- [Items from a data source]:
###
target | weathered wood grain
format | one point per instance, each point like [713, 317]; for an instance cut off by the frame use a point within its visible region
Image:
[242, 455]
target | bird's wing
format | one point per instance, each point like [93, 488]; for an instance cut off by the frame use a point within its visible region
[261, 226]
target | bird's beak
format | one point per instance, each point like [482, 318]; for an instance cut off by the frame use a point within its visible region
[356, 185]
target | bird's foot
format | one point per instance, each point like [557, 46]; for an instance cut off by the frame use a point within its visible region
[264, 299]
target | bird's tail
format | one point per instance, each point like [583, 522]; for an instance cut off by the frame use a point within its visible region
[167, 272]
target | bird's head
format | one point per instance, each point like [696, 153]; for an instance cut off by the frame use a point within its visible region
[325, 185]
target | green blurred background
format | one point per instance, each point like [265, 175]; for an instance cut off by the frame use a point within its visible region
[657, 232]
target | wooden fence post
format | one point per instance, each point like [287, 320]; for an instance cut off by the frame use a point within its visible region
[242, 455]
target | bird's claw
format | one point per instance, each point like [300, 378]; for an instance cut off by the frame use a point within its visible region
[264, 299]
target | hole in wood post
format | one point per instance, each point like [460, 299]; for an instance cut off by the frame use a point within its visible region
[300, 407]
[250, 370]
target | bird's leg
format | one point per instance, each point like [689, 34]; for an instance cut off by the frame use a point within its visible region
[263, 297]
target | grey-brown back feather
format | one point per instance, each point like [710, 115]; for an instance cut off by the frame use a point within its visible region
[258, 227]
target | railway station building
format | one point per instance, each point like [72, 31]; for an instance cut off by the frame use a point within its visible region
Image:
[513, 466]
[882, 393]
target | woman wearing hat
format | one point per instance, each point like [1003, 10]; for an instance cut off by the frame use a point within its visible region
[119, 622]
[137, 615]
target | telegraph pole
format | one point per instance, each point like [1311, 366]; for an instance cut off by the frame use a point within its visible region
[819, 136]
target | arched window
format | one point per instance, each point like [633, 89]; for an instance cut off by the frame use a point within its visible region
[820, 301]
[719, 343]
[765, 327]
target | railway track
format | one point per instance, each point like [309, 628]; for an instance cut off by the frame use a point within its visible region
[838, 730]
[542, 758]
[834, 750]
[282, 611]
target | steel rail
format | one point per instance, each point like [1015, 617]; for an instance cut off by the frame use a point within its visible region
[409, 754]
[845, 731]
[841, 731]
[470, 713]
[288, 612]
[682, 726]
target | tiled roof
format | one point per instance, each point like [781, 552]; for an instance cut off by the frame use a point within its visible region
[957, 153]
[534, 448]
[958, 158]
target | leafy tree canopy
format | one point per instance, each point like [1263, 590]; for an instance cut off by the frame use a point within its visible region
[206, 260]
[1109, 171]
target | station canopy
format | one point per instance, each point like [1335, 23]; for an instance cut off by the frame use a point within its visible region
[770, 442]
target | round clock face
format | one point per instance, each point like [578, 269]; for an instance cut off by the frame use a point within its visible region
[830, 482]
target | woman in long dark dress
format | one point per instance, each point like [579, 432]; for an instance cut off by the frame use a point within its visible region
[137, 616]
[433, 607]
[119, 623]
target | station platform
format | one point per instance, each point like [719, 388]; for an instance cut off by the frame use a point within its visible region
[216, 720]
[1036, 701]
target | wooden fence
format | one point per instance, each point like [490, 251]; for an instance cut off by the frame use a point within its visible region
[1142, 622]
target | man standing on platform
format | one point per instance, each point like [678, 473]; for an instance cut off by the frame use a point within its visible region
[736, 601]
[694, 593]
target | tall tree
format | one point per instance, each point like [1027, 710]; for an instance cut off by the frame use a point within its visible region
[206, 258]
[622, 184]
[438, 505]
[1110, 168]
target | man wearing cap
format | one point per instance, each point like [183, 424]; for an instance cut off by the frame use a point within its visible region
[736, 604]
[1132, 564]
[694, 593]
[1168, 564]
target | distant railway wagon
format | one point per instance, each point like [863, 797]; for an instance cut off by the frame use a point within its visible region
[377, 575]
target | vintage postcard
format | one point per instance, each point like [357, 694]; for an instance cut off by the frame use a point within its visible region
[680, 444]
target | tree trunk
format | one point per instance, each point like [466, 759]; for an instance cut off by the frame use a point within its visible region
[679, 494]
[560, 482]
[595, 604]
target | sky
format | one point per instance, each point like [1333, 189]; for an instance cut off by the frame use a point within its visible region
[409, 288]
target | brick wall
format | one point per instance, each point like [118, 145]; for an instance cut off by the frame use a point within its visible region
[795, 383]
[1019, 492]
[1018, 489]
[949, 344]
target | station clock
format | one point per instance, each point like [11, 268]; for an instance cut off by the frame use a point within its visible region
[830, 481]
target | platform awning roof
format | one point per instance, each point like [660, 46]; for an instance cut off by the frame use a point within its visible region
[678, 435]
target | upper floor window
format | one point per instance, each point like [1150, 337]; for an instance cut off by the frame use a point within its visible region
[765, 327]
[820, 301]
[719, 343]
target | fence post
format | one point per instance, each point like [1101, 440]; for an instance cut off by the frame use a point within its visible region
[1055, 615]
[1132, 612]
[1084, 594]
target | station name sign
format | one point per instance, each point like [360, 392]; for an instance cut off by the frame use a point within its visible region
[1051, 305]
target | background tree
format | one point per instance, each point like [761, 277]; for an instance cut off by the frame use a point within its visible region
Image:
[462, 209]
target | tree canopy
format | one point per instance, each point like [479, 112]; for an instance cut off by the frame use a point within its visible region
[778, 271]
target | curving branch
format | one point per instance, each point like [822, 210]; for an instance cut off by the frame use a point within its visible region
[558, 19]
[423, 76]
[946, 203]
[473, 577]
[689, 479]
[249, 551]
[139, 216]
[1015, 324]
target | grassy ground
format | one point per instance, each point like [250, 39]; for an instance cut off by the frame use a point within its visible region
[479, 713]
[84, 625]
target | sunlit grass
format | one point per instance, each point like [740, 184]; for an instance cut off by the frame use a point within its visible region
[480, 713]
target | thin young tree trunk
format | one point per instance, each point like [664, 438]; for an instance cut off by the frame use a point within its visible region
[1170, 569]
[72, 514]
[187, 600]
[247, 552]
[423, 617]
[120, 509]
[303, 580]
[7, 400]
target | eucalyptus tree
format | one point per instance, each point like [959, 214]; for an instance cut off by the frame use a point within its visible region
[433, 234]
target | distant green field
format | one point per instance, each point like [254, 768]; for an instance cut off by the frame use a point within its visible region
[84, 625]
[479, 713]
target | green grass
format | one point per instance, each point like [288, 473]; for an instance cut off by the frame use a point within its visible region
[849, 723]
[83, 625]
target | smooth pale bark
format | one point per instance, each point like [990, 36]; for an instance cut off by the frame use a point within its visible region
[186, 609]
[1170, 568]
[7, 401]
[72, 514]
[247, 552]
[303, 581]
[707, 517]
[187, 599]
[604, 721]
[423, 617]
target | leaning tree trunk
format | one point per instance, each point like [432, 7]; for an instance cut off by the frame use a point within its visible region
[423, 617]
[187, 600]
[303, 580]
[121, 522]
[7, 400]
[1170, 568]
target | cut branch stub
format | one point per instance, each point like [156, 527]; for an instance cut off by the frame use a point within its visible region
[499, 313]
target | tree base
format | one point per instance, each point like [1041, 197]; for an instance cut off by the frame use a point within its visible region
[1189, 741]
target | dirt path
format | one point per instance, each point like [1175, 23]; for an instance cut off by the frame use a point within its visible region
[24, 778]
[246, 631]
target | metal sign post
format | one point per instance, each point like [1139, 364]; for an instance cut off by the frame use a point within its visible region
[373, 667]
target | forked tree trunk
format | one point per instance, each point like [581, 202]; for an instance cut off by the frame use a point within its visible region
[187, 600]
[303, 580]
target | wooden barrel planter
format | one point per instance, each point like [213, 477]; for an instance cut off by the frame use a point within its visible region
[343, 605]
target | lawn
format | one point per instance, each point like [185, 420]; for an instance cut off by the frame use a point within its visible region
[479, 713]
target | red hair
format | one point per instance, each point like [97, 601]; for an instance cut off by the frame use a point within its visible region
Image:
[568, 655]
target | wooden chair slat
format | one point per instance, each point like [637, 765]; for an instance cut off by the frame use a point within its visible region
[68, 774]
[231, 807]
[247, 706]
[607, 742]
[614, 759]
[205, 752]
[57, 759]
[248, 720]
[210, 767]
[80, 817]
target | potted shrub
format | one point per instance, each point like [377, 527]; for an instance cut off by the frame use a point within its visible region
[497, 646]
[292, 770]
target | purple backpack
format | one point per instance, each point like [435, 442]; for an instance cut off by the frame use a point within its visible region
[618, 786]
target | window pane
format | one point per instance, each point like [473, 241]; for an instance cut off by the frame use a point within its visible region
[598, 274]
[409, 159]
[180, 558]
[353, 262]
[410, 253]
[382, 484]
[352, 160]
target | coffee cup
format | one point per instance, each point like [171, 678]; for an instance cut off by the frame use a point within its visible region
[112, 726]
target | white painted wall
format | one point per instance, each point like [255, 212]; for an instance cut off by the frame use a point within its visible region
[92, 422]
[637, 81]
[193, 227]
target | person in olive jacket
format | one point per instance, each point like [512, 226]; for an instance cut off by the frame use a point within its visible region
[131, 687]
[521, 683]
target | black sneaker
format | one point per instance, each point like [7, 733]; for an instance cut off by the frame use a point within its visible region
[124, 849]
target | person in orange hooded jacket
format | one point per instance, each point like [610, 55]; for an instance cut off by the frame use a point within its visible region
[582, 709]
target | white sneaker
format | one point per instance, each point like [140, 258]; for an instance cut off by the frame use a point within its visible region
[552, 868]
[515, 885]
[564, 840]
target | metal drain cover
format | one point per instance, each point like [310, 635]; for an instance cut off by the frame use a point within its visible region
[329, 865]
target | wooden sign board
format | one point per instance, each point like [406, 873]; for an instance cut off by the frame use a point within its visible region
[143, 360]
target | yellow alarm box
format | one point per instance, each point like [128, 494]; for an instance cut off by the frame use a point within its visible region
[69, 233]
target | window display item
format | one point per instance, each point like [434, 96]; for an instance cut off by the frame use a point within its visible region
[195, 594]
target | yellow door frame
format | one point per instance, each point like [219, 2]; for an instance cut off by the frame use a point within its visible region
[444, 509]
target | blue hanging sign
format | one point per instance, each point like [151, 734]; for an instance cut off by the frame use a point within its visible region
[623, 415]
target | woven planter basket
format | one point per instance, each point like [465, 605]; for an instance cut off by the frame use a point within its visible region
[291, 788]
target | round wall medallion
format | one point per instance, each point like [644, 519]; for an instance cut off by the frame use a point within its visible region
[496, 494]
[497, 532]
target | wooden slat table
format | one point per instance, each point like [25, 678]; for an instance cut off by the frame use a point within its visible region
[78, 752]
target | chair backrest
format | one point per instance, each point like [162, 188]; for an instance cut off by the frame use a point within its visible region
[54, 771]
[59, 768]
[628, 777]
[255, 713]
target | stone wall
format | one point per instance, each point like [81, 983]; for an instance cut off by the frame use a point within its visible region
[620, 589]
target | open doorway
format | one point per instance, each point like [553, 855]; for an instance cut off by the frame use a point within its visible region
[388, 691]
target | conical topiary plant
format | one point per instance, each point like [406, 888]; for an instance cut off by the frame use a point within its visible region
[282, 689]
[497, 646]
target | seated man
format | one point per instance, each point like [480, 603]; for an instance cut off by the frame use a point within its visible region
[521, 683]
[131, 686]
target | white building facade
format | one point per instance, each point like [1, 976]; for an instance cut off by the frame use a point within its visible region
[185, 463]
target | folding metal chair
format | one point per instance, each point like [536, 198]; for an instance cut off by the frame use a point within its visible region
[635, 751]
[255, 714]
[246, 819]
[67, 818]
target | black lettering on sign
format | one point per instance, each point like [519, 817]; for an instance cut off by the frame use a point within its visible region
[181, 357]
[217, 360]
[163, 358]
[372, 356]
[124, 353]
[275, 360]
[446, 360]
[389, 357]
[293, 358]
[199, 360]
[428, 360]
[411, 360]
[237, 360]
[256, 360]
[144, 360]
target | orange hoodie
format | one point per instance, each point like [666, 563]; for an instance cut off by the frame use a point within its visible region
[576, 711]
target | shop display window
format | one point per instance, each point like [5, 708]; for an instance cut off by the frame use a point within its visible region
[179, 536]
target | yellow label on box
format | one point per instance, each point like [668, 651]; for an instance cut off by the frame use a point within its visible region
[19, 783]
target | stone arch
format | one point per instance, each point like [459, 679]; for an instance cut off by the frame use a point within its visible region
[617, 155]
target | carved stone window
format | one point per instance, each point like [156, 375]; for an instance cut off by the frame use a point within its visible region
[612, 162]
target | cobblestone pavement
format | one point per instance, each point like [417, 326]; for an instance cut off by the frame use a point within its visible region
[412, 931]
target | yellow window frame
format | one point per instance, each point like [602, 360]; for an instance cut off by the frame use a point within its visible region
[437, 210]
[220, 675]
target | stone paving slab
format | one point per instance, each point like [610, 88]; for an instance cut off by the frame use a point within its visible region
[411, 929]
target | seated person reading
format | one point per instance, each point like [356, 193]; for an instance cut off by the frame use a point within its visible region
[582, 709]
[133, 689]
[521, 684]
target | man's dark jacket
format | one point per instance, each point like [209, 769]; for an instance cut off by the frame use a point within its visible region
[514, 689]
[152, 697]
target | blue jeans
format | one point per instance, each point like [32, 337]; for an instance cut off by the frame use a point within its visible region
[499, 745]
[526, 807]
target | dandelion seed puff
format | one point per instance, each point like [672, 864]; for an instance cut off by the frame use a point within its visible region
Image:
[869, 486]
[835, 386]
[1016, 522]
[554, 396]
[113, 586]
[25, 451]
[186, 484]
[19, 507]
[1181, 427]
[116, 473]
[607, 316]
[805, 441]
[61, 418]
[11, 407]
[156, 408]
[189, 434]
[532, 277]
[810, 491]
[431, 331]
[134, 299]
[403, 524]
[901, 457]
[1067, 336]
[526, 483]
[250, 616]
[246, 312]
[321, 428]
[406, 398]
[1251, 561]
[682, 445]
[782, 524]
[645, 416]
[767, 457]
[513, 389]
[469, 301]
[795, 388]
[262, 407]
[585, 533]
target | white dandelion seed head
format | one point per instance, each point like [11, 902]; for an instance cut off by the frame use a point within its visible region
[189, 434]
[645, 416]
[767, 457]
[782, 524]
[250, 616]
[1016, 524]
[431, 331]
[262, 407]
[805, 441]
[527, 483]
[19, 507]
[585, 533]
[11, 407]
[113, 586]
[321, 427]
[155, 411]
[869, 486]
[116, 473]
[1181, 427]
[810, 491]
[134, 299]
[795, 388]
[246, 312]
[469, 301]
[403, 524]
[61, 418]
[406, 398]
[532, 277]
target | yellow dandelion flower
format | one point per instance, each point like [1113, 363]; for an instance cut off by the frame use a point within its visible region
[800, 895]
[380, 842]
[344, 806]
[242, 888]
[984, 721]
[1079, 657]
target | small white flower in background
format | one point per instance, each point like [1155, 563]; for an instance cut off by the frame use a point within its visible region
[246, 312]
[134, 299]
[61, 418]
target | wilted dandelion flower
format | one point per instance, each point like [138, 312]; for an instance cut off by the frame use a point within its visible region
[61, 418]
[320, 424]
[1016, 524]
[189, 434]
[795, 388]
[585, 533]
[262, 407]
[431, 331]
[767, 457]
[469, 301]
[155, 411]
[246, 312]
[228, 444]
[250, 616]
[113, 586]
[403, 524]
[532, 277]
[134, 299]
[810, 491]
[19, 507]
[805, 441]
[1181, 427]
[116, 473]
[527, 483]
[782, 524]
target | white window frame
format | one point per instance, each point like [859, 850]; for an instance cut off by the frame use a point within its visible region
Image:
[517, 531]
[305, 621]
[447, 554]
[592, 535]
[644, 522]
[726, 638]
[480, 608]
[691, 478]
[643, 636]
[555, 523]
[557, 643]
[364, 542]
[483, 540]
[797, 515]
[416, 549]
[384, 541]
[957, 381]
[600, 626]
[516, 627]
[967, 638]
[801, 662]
###
- [Exercise prompt]:
All lines from the one with "target | small white flower in background" through the final line above are to be quoted exactly; quote no other line.

- [Result of this exercise]:
target | small white flower in background
format | one point per instance, each point like [1155, 563]; for an instance cut off by the frame use a point within its visible region
[246, 312]
[134, 299]
[61, 418]
target | wilted dandelion flower
format | one point per instance, each point like [138, 312]; for an instance cut off by the frame use a point within its visible region
[61, 418]
[320, 424]
[1016, 524]
[189, 434]
[795, 388]
[585, 533]
[262, 407]
[431, 331]
[767, 457]
[469, 301]
[155, 411]
[246, 312]
[228, 444]
[250, 616]
[113, 586]
[403, 524]
[532, 277]
[134, 299]
[810, 491]
[19, 507]
[805, 441]
[1181, 427]
[116, 473]
[527, 483]
[782, 524]
target | white window frame
format | one point per instance, each point like [859, 850]; for an instance cut off by the frame use a point within its visible region
Image:
[517, 531]
[305, 621]
[447, 554]
[592, 535]
[644, 522]
[726, 638]
[480, 608]
[691, 478]
[643, 636]
[555, 523]
[557, 643]
[364, 542]
[483, 540]
[797, 515]
[416, 549]
[384, 541]
[957, 381]
[600, 626]
[516, 627]
[967, 638]
[801, 662]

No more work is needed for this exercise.